== WORK REQUIRED ==
Write out the whole listing exactly as it stands.

- - -

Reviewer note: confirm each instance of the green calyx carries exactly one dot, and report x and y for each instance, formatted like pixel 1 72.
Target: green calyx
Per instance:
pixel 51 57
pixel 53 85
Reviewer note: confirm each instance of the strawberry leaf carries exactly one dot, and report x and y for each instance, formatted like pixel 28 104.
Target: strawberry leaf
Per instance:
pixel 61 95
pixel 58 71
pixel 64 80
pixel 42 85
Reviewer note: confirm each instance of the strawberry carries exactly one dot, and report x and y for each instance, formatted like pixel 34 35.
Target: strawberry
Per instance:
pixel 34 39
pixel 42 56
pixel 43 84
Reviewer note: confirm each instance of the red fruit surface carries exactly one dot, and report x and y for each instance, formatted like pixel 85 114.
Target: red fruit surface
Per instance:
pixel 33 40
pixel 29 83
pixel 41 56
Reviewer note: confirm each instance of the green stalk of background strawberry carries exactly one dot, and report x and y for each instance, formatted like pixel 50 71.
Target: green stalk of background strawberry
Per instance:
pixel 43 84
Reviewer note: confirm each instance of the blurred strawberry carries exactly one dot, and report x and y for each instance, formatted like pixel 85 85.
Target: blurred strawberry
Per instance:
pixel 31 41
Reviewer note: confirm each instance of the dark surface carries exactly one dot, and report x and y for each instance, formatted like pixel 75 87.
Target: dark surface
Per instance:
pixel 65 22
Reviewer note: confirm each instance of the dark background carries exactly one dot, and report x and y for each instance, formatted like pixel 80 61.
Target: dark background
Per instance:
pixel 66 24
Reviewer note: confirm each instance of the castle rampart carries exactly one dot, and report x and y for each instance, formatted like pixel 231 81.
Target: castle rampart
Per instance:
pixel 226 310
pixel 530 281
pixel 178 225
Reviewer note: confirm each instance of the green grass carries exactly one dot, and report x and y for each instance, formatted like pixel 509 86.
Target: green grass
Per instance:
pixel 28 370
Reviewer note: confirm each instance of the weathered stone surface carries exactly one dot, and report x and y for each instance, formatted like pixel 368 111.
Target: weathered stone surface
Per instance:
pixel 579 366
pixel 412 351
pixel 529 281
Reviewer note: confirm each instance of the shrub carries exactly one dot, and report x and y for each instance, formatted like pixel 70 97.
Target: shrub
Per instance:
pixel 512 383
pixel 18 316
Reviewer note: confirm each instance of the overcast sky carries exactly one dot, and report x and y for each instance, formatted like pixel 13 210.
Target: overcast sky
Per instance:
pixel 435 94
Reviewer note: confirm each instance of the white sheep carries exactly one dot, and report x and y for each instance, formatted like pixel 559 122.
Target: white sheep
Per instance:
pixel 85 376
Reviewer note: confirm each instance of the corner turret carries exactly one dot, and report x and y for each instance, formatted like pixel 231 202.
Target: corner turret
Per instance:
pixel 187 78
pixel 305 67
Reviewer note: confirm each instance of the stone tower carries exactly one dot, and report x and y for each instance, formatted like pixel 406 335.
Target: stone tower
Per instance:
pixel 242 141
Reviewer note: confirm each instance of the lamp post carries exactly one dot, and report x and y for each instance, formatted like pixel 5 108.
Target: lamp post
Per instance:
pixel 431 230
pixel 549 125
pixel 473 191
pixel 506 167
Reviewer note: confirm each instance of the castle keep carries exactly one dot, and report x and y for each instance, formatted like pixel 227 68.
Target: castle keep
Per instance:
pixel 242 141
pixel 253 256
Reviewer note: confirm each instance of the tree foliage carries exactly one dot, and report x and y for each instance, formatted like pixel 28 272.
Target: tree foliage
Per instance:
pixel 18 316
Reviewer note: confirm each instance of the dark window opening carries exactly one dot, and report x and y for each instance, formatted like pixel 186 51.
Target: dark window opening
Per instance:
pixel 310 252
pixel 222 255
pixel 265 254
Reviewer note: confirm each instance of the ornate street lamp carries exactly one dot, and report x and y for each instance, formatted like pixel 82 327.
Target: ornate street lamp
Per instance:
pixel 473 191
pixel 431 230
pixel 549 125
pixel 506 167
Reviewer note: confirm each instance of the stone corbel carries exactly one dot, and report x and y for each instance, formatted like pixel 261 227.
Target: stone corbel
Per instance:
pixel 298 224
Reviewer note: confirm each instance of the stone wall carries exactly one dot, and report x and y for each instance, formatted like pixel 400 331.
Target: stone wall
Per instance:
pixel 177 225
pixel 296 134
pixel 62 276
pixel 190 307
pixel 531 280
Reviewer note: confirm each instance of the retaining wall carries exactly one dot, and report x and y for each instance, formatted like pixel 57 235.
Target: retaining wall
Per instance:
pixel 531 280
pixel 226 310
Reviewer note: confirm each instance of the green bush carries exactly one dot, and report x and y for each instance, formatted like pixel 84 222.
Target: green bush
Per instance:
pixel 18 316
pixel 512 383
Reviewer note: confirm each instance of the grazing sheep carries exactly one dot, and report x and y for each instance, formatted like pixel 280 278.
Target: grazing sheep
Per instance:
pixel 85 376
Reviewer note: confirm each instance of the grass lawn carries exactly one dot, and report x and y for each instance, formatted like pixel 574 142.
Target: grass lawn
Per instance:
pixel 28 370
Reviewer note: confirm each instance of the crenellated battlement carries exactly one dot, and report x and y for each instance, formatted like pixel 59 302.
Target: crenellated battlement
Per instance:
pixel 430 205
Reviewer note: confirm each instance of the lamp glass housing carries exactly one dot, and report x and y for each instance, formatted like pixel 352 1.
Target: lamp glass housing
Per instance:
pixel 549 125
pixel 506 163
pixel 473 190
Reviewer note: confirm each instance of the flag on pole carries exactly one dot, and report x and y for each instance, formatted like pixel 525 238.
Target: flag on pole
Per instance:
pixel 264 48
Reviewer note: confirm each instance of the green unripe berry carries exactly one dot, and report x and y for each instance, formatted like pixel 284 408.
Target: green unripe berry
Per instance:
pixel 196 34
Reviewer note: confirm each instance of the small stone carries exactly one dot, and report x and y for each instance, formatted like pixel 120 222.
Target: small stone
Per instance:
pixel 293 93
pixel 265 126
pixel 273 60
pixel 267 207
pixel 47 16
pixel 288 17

- - -

== EXPECTED OUTPUT ==
Reviewer note: confirm each instance of the green calyx carries exactly one dot, and report x and y for each instance, formatted like pixel 1 72.
Target: green calyx
Per instance:
pixel 51 57
pixel 53 85
Reviewer note: confirm each instance of the strawberry leaf carries exactly one dot, and report x and y for each instance, formatted like pixel 28 104.
Target: strawberry leaf
Per instance:
pixel 61 95
pixel 58 71
pixel 64 80
pixel 42 85
Reviewer note: confirm each instance of the strawberry carries exactly one dot, and report x and y for each instance, formatted like pixel 34 35.
Target: strawberry
Per instance:
pixel 34 39
pixel 42 56
pixel 43 84
Reviewer note: confirm each instance of the red fruit surface carries exactly one dot, and report x and y for each instance, formatted like pixel 85 114.
Target: red fruit surface
Per instance:
pixel 33 40
pixel 29 83
pixel 41 56
Reviewer note: confirm each instance of the green stalk of background strawberry carries exactly one dot, and report x and y for each instance, formatted like pixel 50 71.
Target: green stalk of background strawberry
Per instance:
pixel 43 84
Reviewer note: confirm each instance of the blurred strawberry carries exactly one dot, and report x and y for each instance, formatted like pixel 85 85.
Target: blurred strawberry
Per instance:
pixel 31 41
Reviewer note: confirm each instance of the dark surface carries exactly one dot, and report x and y for each instance, formatted like pixel 75 87.
Target: dark surface
Per instance:
pixel 65 22
Reviewer note: confirm each instance of the dark background carries exactly one dot, and report x and y for each instance, formatted like pixel 80 61.
Target: dark background
Per instance:
pixel 66 24
Reviewer note: confirm each instance of the castle rampart carries exactly one dot, and report x and y for each instance, formatted like pixel 231 81.
Target: castle rampart
Per instance:
pixel 226 310
pixel 530 281
pixel 178 225
Reviewer note: confirm each instance of the green grass carries exactly one dot, and report x and y for each instance, formatted like pixel 509 86.
Target: green grass
Per instance:
pixel 28 370
Reviewer note: confirm each instance of the weathered stone surface carries exactly one dot, and report x and y for each instance, formatted like pixel 368 111.
Target: weathered stone surface
Per instance:
pixel 579 366
pixel 412 351
pixel 529 281
Reviewer note: confirm each instance of the shrub carries exactly one dot, and report x and y for each instance, formatted like pixel 70 97.
Target: shrub
Per instance:
pixel 512 383
pixel 18 316
Reviewer note: confirm each instance of the overcast sky carries exactly one dot, and report x and y for each instance, formatted like pixel 13 210.
Target: overcast sky
Per instance:
pixel 435 94
Reviewer note: confirm each instance of the white sheep carries exactly one dot, and report x and y for each instance, formatted like pixel 559 122.
Target: white sheep
Per instance:
pixel 85 376
Reviewer note: confirm each instance of the corner turret carries exactly one dot, and report x and y for each instance, formatted like pixel 231 202.
Target: corner turret
Per instance:
pixel 187 78
pixel 305 67
Reviewer note: confirm each instance of the stone tower carries exactly one dot, and report x and y for each instance, formatted like pixel 406 335.
Target: stone tower
Per instance:
pixel 242 141
Reviewer note: confirm each instance of the lamp post carries exactly one dot, and report x and y for each instance, formatted like pixel 5 108.
Target: lamp post
Per instance:
pixel 431 230
pixel 549 125
pixel 473 191
pixel 506 167
Reviewer note: confirm each instance of the castle keep carries exactly one dot, and report x and y for each instance, formatted like pixel 227 68.
Target: castle keep
Per instance:
pixel 242 141
pixel 253 256
Reviewer note: confirm each instance of the tree foliage carries exactly one dot, and report x and y for each instance, formatted like pixel 28 272.
Target: tree foliage
Per instance:
pixel 18 316
Reviewer note: confirm each instance of the dark window opening carries exactly one dot, and report x and y for each instance, formatted like pixel 186 51.
Target: dark window opening
Per instance:
pixel 310 252
pixel 222 255
pixel 265 254
Reviewer note: confirm each instance of the ornate street lamp carries exactly one dot, and report x and y for each instance, formatted like pixel 82 327.
Target: ornate street lamp
Per instance:
pixel 473 191
pixel 431 230
pixel 549 125
pixel 506 167
Reviewer note: confirm each instance of the stone corbel carries exactly one dot, and report x and y for each instance, formatted like pixel 261 227.
Target: stone corbel
Per instance:
pixel 298 224
Reviewer note: confirm each instance of the stone wall carries exactly one dot, and report x and y for each instance, formatted like pixel 400 331.
Target: stone wall
Per instance:
pixel 177 225
pixel 296 134
pixel 62 276
pixel 190 307
pixel 531 280
Reviewer note: confirm each instance of the retaining wall carries exactly one dot, and report x and y for each instance, formatted like pixel 57 235.
Target: retaining wall
Per instance:
pixel 531 280
pixel 226 310
Reviewer note: confirm each instance of the green bush carries exactly one dot, and report x and y for each instance, formatted like pixel 84 222.
Target: green bush
Per instance:
pixel 18 316
pixel 512 383
Reviewer note: confirm each instance of the grazing sheep carries exactly one dot, and report x and y for each instance, formatted like pixel 280 278.
Target: grazing sheep
Per instance:
pixel 85 376
Reviewer note: confirm each instance of the grass lawn carries exactly one dot, and report x and y for each instance, formatted like pixel 574 142.
Target: grass lawn
Per instance:
pixel 28 370
Reviewer note: confirm each instance of the crenellated battlement carries exactly one dot, and report x and y for each instance, formatted like pixel 59 302.
Target: crenellated battlement
Per instance:
pixel 430 205
Reviewer note: confirm each instance of the lamp glass housing carries exactly one dot, and report x and y for each instance, formatted like pixel 352 1.
Target: lamp glass housing
Per instance:
pixel 549 125
pixel 506 163
pixel 473 190
Reviewer note: confirm each instance of the flag on pole carries exactly one dot, and report x and y for each instance, formatted like pixel 525 238.
Target: flag on pole
Per instance:
pixel 264 48
Reviewer note: confirm each instance of the green unripe berry carries exactly one dot, and report x and y for each instance, formatted like pixel 284 408.
Target: green unripe berry
Per instance:
pixel 196 34
Reviewer note: confirm each instance of the small stone carries exactly one dot, and report x and y for each instance, formatted like pixel 120 222.
Target: small stone
Per instance:
pixel 293 93
pixel 265 126
pixel 273 60
pixel 267 207
pixel 47 16
pixel 288 17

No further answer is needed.